#### Working data
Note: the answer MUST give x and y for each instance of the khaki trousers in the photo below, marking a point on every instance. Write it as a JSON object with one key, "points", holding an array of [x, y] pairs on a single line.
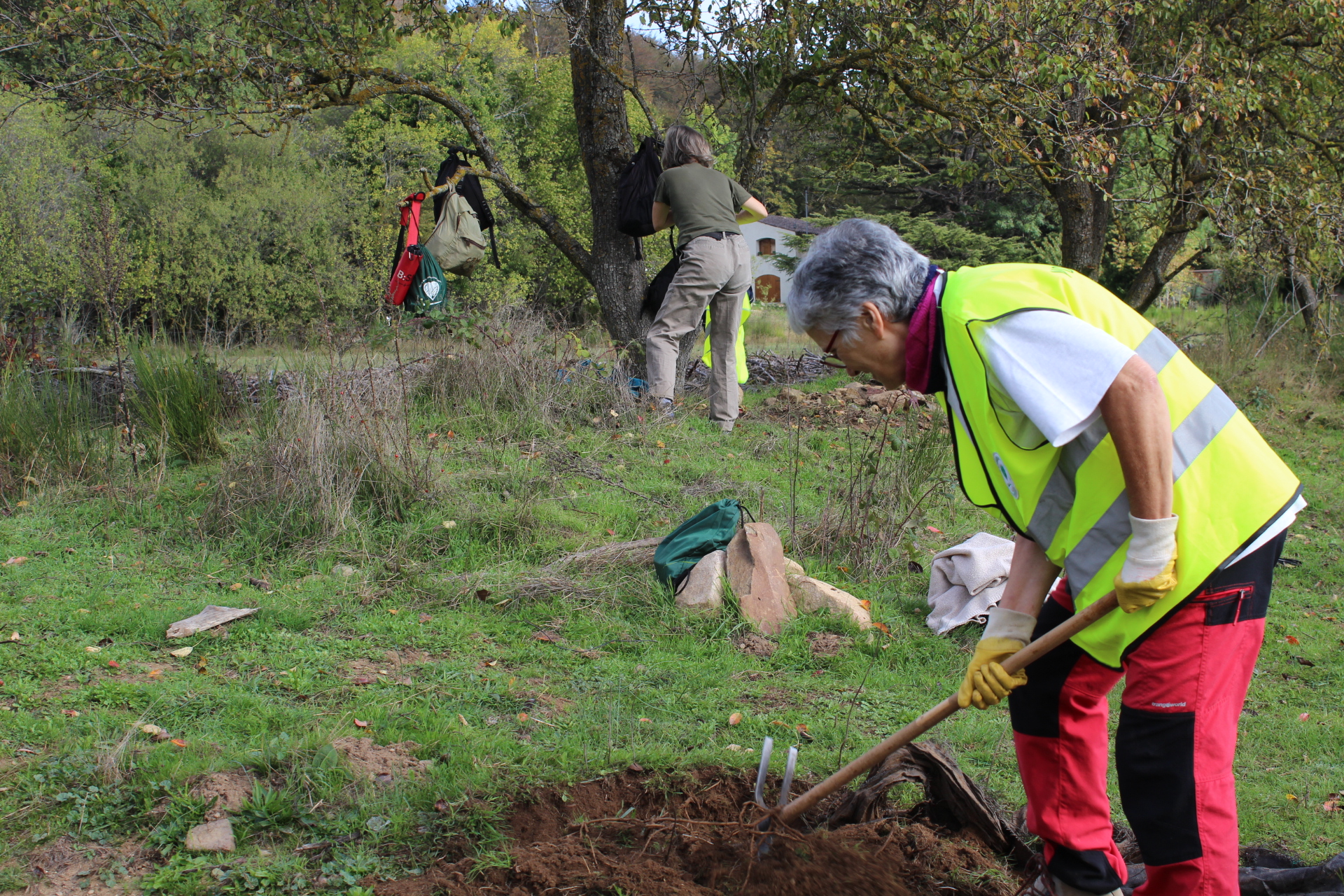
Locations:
{"points": [[715, 273]]}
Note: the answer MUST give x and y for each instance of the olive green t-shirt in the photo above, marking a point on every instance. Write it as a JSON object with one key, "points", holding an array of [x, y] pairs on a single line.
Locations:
{"points": [[704, 200]]}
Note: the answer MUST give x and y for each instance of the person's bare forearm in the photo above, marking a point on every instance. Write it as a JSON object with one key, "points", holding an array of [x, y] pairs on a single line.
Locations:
{"points": [[1136, 414], [1030, 578]]}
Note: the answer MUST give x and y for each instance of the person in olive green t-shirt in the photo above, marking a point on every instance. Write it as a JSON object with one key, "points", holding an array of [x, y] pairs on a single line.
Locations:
{"points": [[715, 267]]}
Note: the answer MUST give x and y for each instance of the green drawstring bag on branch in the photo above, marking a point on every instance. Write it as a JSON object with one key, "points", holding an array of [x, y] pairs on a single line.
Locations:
{"points": [[429, 289], [706, 532]]}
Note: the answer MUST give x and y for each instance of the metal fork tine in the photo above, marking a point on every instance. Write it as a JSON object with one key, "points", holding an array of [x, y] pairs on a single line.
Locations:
{"points": [[766, 748], [788, 777]]}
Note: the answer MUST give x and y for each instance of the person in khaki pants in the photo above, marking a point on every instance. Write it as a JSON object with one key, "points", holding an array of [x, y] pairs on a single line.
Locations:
{"points": [[715, 270]]}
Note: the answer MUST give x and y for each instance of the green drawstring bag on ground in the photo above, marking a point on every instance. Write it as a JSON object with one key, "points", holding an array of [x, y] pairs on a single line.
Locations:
{"points": [[706, 532]]}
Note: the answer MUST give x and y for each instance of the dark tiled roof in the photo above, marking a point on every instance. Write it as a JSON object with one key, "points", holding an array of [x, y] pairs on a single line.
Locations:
{"points": [[796, 225]]}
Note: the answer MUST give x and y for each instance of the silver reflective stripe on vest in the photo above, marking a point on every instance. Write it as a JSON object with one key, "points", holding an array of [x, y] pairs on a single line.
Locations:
{"points": [[1191, 437], [1057, 498], [1200, 428], [1156, 349], [1058, 495]]}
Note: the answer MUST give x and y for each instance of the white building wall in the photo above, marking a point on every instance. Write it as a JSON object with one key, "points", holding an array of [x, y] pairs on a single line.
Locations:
{"points": [[762, 264]]}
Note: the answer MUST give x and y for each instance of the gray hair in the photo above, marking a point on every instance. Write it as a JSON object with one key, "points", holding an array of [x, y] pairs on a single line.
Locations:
{"points": [[857, 261], [686, 144]]}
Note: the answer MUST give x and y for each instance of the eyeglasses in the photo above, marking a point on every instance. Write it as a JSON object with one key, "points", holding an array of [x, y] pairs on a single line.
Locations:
{"points": [[828, 358]]}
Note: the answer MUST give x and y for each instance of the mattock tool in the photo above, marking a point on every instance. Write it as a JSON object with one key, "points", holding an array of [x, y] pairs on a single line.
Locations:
{"points": [[790, 812]]}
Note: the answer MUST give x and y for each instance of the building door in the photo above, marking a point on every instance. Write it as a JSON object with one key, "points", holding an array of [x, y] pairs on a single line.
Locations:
{"points": [[768, 288]]}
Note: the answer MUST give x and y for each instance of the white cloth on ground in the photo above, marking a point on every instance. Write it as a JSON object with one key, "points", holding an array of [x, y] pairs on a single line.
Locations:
{"points": [[967, 580]]}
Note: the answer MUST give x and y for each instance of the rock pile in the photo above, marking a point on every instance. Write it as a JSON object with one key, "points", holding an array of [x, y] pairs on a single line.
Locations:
{"points": [[854, 405]]}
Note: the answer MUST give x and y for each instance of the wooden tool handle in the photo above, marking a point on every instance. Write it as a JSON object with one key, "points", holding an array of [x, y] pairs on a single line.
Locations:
{"points": [[1025, 657]]}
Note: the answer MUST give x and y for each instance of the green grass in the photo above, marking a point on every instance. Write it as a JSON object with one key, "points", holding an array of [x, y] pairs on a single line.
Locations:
{"points": [[495, 708]]}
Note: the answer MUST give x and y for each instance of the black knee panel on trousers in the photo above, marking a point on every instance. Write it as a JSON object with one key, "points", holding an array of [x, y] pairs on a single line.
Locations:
{"points": [[1155, 762], [1035, 706]]}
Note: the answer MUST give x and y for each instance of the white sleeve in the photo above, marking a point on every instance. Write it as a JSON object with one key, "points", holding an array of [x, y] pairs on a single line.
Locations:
{"points": [[1056, 367]]}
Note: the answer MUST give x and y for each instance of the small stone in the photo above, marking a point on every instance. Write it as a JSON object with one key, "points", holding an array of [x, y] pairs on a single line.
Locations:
{"points": [[757, 574], [702, 592], [812, 594], [211, 837]]}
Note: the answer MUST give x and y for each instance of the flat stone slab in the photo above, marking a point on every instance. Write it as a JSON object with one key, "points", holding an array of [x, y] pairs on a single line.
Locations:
{"points": [[211, 837], [207, 618], [813, 594], [757, 574], [702, 592]]}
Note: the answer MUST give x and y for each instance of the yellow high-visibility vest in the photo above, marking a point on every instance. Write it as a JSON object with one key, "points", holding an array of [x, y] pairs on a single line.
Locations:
{"points": [[741, 346], [1228, 484]]}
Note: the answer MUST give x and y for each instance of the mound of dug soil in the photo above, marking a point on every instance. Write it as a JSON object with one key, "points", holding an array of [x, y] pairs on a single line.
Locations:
{"points": [[638, 833]]}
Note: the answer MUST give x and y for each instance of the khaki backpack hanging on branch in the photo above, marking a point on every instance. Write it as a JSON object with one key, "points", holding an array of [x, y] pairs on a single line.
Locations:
{"points": [[457, 242]]}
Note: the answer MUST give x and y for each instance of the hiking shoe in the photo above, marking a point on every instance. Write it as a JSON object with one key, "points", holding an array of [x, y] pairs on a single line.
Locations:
{"points": [[1042, 883]]}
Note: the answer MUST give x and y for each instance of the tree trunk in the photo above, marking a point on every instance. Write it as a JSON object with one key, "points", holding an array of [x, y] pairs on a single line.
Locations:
{"points": [[1184, 216], [1085, 216], [1303, 289], [597, 29]]}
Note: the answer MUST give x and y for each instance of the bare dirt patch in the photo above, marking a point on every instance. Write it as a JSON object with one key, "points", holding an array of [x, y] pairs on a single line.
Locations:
{"points": [[379, 763], [365, 672], [67, 867], [225, 792], [824, 644], [756, 645], [692, 837]]}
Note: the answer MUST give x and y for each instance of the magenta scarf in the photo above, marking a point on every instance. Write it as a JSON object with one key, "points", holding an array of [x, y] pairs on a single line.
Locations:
{"points": [[923, 340]]}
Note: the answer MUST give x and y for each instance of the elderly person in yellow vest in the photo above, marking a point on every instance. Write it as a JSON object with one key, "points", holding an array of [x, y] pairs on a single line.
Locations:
{"points": [[715, 270], [1120, 466]]}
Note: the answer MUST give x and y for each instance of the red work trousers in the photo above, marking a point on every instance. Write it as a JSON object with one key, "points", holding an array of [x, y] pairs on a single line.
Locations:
{"points": [[1184, 687]]}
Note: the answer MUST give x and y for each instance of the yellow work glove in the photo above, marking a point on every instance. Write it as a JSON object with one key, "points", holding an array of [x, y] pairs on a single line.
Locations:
{"points": [[987, 682], [1149, 571]]}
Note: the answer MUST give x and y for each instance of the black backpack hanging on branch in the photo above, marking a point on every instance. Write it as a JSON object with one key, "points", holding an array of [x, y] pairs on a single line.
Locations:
{"points": [[470, 188], [635, 214], [657, 290]]}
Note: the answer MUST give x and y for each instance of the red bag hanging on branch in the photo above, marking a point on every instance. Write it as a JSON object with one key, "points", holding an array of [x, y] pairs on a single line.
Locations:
{"points": [[406, 261]]}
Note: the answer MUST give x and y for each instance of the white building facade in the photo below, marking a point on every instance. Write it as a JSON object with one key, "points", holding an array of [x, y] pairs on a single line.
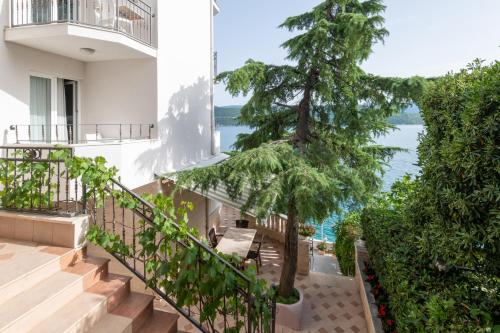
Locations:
{"points": [[130, 80]]}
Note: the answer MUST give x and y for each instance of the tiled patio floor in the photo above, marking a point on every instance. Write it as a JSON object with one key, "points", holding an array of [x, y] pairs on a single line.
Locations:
{"points": [[332, 301]]}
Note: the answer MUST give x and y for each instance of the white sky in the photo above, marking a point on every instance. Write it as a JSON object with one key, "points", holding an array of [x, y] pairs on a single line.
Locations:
{"points": [[427, 37]]}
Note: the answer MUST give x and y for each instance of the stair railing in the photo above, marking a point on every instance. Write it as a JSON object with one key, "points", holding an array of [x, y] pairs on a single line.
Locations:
{"points": [[37, 179]]}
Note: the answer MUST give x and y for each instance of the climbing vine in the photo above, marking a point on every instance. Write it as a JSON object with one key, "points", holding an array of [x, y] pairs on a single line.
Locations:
{"points": [[177, 262]]}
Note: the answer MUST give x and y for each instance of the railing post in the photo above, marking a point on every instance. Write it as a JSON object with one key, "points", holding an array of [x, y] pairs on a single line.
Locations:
{"points": [[84, 198]]}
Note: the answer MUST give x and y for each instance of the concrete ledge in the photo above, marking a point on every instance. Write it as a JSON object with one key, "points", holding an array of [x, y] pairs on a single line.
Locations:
{"points": [[373, 322], [46, 229]]}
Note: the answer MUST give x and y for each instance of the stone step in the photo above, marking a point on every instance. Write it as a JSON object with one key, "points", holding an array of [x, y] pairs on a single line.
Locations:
{"points": [[83, 312], [111, 323], [160, 322], [137, 307], [24, 264], [30, 307]]}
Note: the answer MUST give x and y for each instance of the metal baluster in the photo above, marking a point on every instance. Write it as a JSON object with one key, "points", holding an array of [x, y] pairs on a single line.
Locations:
{"points": [[58, 183], [113, 204], [49, 158], [133, 238], [7, 170]]}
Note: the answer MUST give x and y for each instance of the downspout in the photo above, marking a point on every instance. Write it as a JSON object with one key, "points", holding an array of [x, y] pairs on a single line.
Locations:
{"points": [[212, 80]]}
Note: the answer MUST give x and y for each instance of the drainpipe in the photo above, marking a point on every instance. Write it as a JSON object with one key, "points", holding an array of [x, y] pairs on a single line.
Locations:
{"points": [[212, 78]]}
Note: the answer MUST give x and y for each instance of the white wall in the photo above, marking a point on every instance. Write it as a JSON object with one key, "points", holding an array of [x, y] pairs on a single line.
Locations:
{"points": [[120, 92], [126, 157], [184, 82], [16, 65], [173, 92]]}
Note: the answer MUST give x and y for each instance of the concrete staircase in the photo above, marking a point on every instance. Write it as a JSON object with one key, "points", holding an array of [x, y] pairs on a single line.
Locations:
{"points": [[56, 289]]}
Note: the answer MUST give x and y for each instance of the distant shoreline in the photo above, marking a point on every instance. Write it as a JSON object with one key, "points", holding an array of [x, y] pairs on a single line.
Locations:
{"points": [[227, 116]]}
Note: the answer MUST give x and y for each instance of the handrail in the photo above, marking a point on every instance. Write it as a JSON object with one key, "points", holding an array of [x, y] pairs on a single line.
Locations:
{"points": [[191, 237], [131, 17], [52, 190], [81, 133]]}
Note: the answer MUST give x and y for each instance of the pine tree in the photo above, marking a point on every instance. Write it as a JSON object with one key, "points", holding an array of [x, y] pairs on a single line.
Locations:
{"points": [[312, 148]]}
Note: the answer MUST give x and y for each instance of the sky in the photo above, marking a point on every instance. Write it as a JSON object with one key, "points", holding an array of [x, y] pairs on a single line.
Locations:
{"points": [[427, 37]]}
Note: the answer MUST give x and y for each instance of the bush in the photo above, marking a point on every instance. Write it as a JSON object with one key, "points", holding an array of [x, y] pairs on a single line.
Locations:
{"points": [[434, 242], [347, 231]]}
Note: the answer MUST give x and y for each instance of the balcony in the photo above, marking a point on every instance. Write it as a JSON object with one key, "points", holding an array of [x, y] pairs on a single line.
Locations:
{"points": [[81, 134], [86, 30]]}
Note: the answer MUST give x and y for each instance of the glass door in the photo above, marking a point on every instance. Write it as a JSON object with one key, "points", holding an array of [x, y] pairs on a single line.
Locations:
{"points": [[40, 109]]}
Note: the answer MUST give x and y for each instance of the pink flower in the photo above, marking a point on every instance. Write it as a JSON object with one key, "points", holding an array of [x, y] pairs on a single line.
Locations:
{"points": [[382, 311]]}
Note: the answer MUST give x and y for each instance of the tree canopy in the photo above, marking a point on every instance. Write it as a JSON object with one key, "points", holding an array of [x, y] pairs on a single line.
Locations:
{"points": [[314, 121]]}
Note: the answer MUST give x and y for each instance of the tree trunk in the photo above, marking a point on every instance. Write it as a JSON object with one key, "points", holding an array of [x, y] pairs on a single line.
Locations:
{"points": [[287, 279]]}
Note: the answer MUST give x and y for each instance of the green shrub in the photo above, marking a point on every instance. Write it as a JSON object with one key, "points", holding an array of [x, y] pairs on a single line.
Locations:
########
Beginning with the line above that contains "of the silver", copy each line exactly up to and including the line that contains "white building wall", and go no further.

▶ _Result_
Note: the answer MUST give x and y for each instance of the silver reflective stripe on vest in the photo above, marking a point on every instance. Write it as a JSON object with one key, "points", holding an array of [x, y] pairs on a single line.
Locations:
{"points": [[1191, 437], [1057, 498], [1200, 428], [1156, 349], [1058, 495]]}
Note: the answer MUST give x and y for each instance of the white building wall in the photo above, marking a point on every instance. Write it as a JSON object with one key, "points", holding an array of [x, y] pairs on a single line.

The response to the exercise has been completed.